START Data records
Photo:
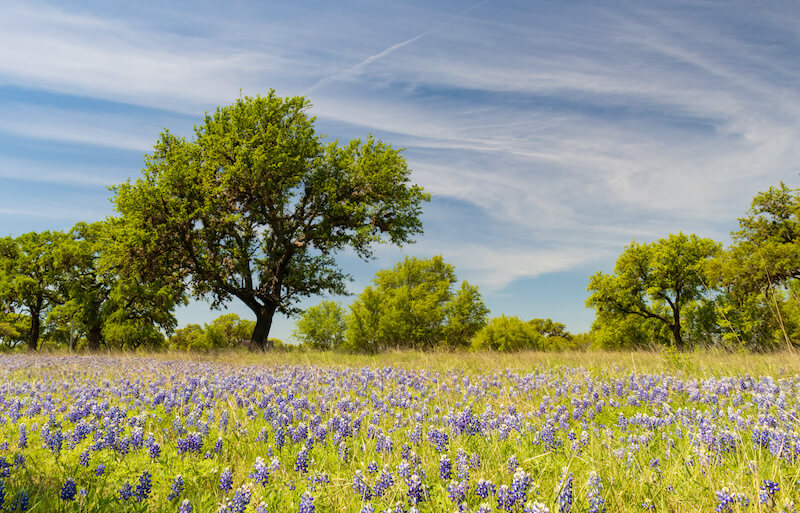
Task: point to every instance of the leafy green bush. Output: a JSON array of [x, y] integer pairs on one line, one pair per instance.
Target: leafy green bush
[[322, 326], [414, 305], [508, 334]]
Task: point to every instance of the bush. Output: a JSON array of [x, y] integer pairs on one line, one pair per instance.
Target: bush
[[322, 326], [508, 334], [414, 306]]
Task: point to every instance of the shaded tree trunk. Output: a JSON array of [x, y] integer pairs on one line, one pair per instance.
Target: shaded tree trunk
[[33, 335], [93, 337], [676, 333], [260, 338]]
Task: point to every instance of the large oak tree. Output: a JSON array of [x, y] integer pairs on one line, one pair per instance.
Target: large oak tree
[[655, 281], [255, 205]]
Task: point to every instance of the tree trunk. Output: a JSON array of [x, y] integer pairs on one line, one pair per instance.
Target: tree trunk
[[260, 338], [93, 337], [676, 332], [33, 335]]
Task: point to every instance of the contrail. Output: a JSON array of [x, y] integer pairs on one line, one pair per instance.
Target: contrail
[[372, 58]]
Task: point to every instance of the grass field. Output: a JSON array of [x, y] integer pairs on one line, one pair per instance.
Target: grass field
[[328, 432]]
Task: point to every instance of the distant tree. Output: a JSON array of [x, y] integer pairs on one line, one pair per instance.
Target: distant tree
[[255, 206], [13, 328], [31, 273], [190, 337], [508, 334], [414, 305], [549, 328], [322, 326], [228, 331], [616, 331], [655, 281], [105, 302], [759, 271], [555, 334]]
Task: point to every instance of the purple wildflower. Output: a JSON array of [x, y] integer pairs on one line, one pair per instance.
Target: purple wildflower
[[69, 490], [226, 480]]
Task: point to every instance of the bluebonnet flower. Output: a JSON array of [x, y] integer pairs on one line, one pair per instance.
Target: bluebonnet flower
[[535, 507], [520, 486], [565, 493], [155, 450], [260, 473], [593, 495], [226, 480], [186, 507], [22, 443], [301, 462], [176, 489], [457, 491], [307, 503], [191, 443], [69, 490], [360, 486], [417, 491], [767, 491], [445, 467], [384, 482], [240, 501], [143, 487], [504, 498], [484, 489], [725, 500], [22, 499]]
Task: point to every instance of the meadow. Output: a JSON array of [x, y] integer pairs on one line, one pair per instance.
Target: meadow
[[400, 432]]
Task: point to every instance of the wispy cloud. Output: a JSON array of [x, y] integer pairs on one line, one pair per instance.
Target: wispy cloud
[[359, 67], [568, 129]]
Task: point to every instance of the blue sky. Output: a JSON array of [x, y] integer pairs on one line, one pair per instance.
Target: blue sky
[[550, 134]]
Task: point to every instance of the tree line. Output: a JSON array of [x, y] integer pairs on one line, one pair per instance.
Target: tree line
[[686, 291], [253, 208]]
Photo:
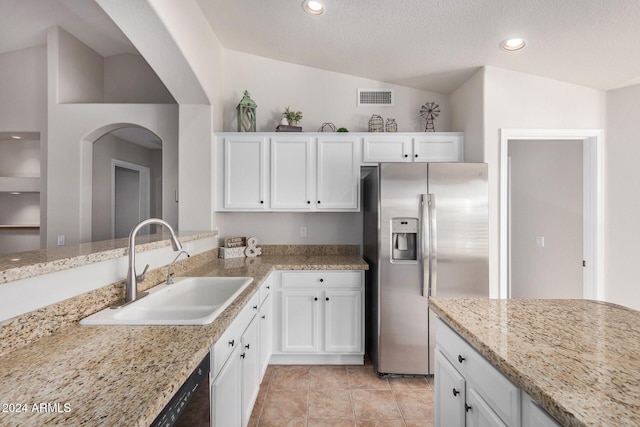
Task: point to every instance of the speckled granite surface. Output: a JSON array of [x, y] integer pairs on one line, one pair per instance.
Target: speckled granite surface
[[23, 265], [580, 360], [124, 375]]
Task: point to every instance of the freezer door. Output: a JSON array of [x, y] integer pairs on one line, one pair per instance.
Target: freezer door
[[402, 307]]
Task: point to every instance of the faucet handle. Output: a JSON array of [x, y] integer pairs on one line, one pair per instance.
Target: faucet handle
[[140, 277]]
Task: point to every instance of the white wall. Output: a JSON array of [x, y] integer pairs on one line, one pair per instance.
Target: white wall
[[83, 69], [129, 79], [546, 202], [467, 110], [517, 100], [23, 90], [622, 229], [322, 96], [200, 48], [72, 129]]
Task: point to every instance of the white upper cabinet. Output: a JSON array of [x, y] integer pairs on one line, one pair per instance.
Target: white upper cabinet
[[338, 173], [245, 172], [387, 148], [423, 147], [313, 171], [438, 147], [292, 172]]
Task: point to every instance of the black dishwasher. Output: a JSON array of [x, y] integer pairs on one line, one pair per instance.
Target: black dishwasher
[[190, 406]]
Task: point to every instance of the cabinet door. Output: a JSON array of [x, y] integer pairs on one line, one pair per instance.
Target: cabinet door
[[226, 393], [338, 176], [449, 394], [292, 172], [388, 148], [437, 147], [250, 356], [266, 333], [479, 414], [300, 321], [343, 321], [245, 172]]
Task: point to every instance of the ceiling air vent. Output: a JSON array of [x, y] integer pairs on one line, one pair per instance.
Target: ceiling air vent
[[375, 98]]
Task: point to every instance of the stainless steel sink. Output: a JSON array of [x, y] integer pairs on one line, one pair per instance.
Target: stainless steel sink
[[188, 301]]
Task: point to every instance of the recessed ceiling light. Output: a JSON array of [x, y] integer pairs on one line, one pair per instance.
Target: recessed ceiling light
[[313, 7], [513, 44]]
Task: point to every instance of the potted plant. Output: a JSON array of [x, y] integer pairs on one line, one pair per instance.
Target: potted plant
[[293, 117]]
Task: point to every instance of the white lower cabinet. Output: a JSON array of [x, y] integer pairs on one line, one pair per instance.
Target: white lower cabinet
[[479, 413], [451, 393], [239, 359], [265, 325], [534, 416], [471, 392], [250, 361], [226, 393], [320, 317]]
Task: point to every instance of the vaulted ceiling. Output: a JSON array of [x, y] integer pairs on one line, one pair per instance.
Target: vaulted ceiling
[[427, 44]]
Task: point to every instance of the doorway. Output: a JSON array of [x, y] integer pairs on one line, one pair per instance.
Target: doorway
[[591, 146], [130, 197], [545, 219], [131, 155]]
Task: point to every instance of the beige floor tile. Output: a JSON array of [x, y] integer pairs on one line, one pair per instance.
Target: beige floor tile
[[257, 406], [415, 404], [284, 404], [366, 378], [330, 404], [380, 423], [430, 381], [375, 405], [290, 377], [328, 377], [419, 423], [409, 383], [331, 423], [285, 422]]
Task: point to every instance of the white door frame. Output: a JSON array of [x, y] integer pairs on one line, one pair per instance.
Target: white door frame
[[145, 189], [593, 203]]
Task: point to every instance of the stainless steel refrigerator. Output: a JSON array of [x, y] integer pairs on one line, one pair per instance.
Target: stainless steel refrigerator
[[425, 235]]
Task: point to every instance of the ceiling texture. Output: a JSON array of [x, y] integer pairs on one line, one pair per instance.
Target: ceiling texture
[[433, 45]]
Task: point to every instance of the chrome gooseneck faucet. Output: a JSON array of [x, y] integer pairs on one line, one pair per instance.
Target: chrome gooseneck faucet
[[132, 277]]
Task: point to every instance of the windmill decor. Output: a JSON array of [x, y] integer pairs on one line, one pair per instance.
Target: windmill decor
[[430, 111]]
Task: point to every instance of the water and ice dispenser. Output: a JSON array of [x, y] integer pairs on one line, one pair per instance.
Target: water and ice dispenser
[[404, 239]]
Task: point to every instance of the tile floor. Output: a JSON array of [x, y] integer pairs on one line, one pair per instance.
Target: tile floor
[[336, 396]]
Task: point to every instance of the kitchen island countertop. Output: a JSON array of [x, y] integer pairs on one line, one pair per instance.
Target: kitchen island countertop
[[579, 359], [125, 375]]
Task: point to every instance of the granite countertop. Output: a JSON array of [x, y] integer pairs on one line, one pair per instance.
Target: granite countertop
[[579, 359], [125, 375], [23, 265]]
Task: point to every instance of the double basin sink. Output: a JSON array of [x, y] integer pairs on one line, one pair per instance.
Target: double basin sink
[[188, 301]]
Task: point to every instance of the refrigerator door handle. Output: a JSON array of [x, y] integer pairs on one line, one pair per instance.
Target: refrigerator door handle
[[433, 246], [425, 247]]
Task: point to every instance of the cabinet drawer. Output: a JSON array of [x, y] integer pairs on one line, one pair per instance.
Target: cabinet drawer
[[265, 289], [500, 394], [322, 279], [230, 339]]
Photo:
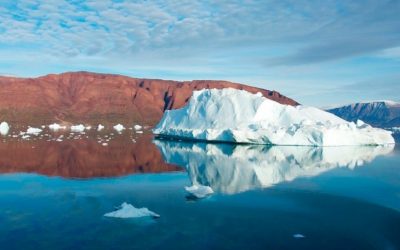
END Data records
> _Problem details_: The data above must be given back verbatim, minus its images.

> _Written response_:
Photo:
Task: point to every instance of the leafy green bush. Output: a JSON array of [x, y] integer pairs on one line, one pair per instance.
Target: leafy green bush
[[322, 326], [414, 305], [508, 334]]
Task: point to every instance of the bush. Output: a JSON array of [x, y] integer pairs on one line, one pair per instance.
Target: bush
[[322, 326], [508, 334], [414, 306]]
Task: point to every instance of the shaded tree trunk. Output: a JSON array of [x, y] integer pairs on one line, one pair per instance.
Target: shaded tree trunk
[[33, 335], [93, 337], [676, 333], [260, 338]]
Task: point to every instance of the large oak tree. Output: a JSON array of [x, y] integer pairs on one line, one pair per instance.
Target: large oak tree
[[655, 281], [255, 205]]
Task: point to every instance of the tree trunk. Output: a JSON array of [x, y] integer pairs on one line, one pair per instance.
Target: tree trunk
[[260, 338], [93, 337], [676, 332], [33, 335]]
Task: point to every instance of the contrail. Output: a JSON array of [x, y] integer pairs on one line, one pair per instance.
Target: contrail
[[372, 58]]
Task: point to every instance of the grass field. Output: a JSON array of [x, y] integer pairs on one line, one pair per instance.
Target: grass field
[[328, 432]]
Task: point to every instance of the distant tree. Output: a JSON array of [x, y] integer pairs on one line, one pair per instance.
Target: distant tree
[[255, 206], [13, 328], [31, 273], [190, 337], [508, 334], [414, 305], [549, 328], [322, 326], [228, 331], [616, 331], [655, 281], [105, 302], [759, 271], [555, 334]]
Task: point to every instance of the purple wildflower. Output: a JSON array of [x, y] integer pairs on one line, one pair per instance.
Target: purple wildflower
[[69, 490], [226, 480]]
Task: point to every instance of the bluebonnet flower. Output: a JSON array of [x, y] integer pairs on one line, one pair per instance.
Target: bluebonnet flower
[[535, 507], [520, 486], [565, 493], [155, 450], [260, 473], [593, 495], [226, 480], [186, 507], [22, 443], [301, 462], [176, 489], [457, 491], [307, 503], [191, 443], [69, 490], [360, 486], [417, 491], [767, 491], [445, 467], [384, 482], [240, 501], [143, 487], [504, 498], [484, 489], [725, 500], [22, 499]]
Task: point to every instance of the meadow. Output: a JSON array of [x, y] integer pairs on one line, one pair per instance.
Target: meadow
[[400, 432]]
Task: point to every instance of the wispy cloud. Output: a JSON array of [x, y] integer pairs on one line, one pair per instance.
Target: wispy cloud
[[359, 67], [568, 129]]
Task: point to every instance of the blue sky. Output: a JSON array of [x, y] integer pairs on one line, one pair per instance.
Target: blue sky
[[550, 134]]
Task: point to every instance of the tree line. Output: a JSON array of [x, y] integer pairs on one line, one pair per instance.
Target: tree line
[[686, 291], [253, 208]]
Photo:
Task: point to every instance of the speckled granite surface. Output: a JSON array of [x, y] integer pairs on one line, one pair per instance.
Target: speckled granite surface
[[23, 265], [580, 360], [124, 375]]
Task: point to every instance of the freezer door. Output: a JSON array of [x, y] integer pairs on one line, one pair per instance.
Target: freezer door
[[402, 307]]
Task: point to every instance of the faucet handle. Output: a JSON array of [x, y] integer pairs on one line, one pair per instance.
Target: faucet handle
[[140, 277]]
Task: point to every instance of the white wall. Output: a JSON array of [x, y] integer pairs on one line, one pair per instance.
Target: white wall
[[83, 69], [129, 79], [546, 202], [467, 110], [517, 100], [23, 90], [622, 229], [322, 96], [200, 48], [72, 129]]
Task: point to every instance of the white upper cabinet. Output: a JSON array of [x, y] integer pairs on one line, one pair per instance.
Target: white upper cabinet
[[338, 173], [245, 172], [387, 148], [423, 147], [313, 171], [438, 147], [292, 172]]
Task: point to every instance of the black dishwasher. Output: a JSON array of [x, y] integer pairs on one line, one pair per instance.
Target: black dishwasher
[[190, 406]]
Task: point to every instance of the cabinet door. Output: a JSON array of [x, y] integer pairs on one line, one pair per instance.
Target: cabinet door
[[226, 393], [338, 176], [449, 394], [292, 172], [388, 148], [437, 147], [250, 356], [266, 333], [479, 414], [300, 321], [343, 321], [245, 172]]
Task: point to every instance of the ceiling air vent. Output: a JSON array of [x, y] integer pairs on one line, one pair per instance.
Target: ceiling air vent
[[375, 98]]
Task: point to every instance of the stainless steel sink. Output: a JSON array of [x, y] integer pairs on one line, one pair per instance.
Target: stainless steel sink
[[188, 301]]
Task: point to every instance of the recessed ceiling light. Output: a JSON array of [x, y] integer pairs on one line, one pair per instance.
Target: recessed ceiling light
[[313, 7], [513, 44]]
Task: point to every instance of the potted plant. Output: a JSON array of [x, y] integer pairs on one line, one pair per instance.
Target: potted plant
[[293, 117]]
Task: point to every instance of the white lower cabinet. Output: a JSON array of [x, y] integer pairs on one line, one pair per instance.
Target: white lower cabinet
[[479, 413], [451, 393], [239, 359], [265, 325], [534, 416], [471, 392], [250, 361], [226, 393], [320, 317]]
Task: point to every instance of the vaulted ceiling. Output: a JSON array of [x, y] integer pairs on one line, one pair per instance.
Target: vaulted ceiling
[[427, 44]]
Task: point to every instance of the doorway. Output: a JSON array of [x, y] integer pairs on one line, one pair per instance.
Target: doorway
[[591, 146], [130, 197], [545, 219], [131, 155]]
Task: point to every instance of the beige floor tile. Output: a JSON array of [x, y] integer pairs on one line, one pair per instance.
Target: beige floor tile
[[257, 406], [415, 404], [284, 404], [366, 378], [330, 404], [380, 423], [430, 381], [375, 405], [290, 377], [328, 377], [419, 423], [409, 383], [331, 423], [285, 422]]
Task: point to every instance of the white door frame. Output: a JSON array of [x, y] integer pairs on one line, one pair per instance.
Target: white door frame
[[145, 189], [593, 203]]
Task: point to every instance of the stainless steel refrigerator. Output: a JSON array of [x, y] integer pairs on one line, one pair per instance.
Target: stainless steel refrigerator
[[425, 235]]
Task: point to every instance of the ceiling texture. Output: a JSON array of [x, y] integer pairs on one line, one pair per instance.
Target: ceiling texture
[[433, 45]]
Task: point to every instance of the chrome gooseneck faucet. Output: a JSON array of [x, y] integer pairs on one line, one pair per instance.
Target: chrome gooseneck faucet
[[132, 277]]
Task: point to every instance of the windmill decor. Output: a JSON array of [x, y] integer pairs on one line, one pair per instance.
Target: windmill decor
[[430, 111]]
Task: point to every instance of the water and ice dispenser. Output: a JSON array of [x, y] integer pairs on one line, one pair per instance.
Target: water and ice dispenser
[[404, 239]]
Task: point to every instance of the tile floor. Output: a JSON array of [x, y] integer pairs on one line, one pair per instance.
Target: tile floor
[[336, 396]]
Task: point to every instance of the kitchen island countertop. Output: a JSON array of [x, y] integer pairs on one line, one pair per instance.
Target: kitchen island countertop
[[579, 359], [125, 375]]
Task: point to every instance of the granite countertop. Output: a JSON array of [x, y] integer pairs on one line, one pair per instance.
Target: granite countertop
[[579, 359], [125, 375], [23, 265]]
Task: point to every instance of the double basin sink. Output: a JSON array of [x, y] integer pairs on one line, one pair per instance.
Target: double basin sink
[[188, 301]]
Task: point to every instance of the refrigerator door handle. Output: a JSON array of [x, y] integer pairs on one line, one pair per instance.
Target: refrigerator door handle
[[433, 246], [425, 247]]
Task: point to every instance of the cabinet drawer. Output: a JSON array of [x, y] integer pairs on one line, one pair per instance.
Target: cabinet drawer
[[265, 289], [500, 394], [322, 279], [230, 339]]
Photo:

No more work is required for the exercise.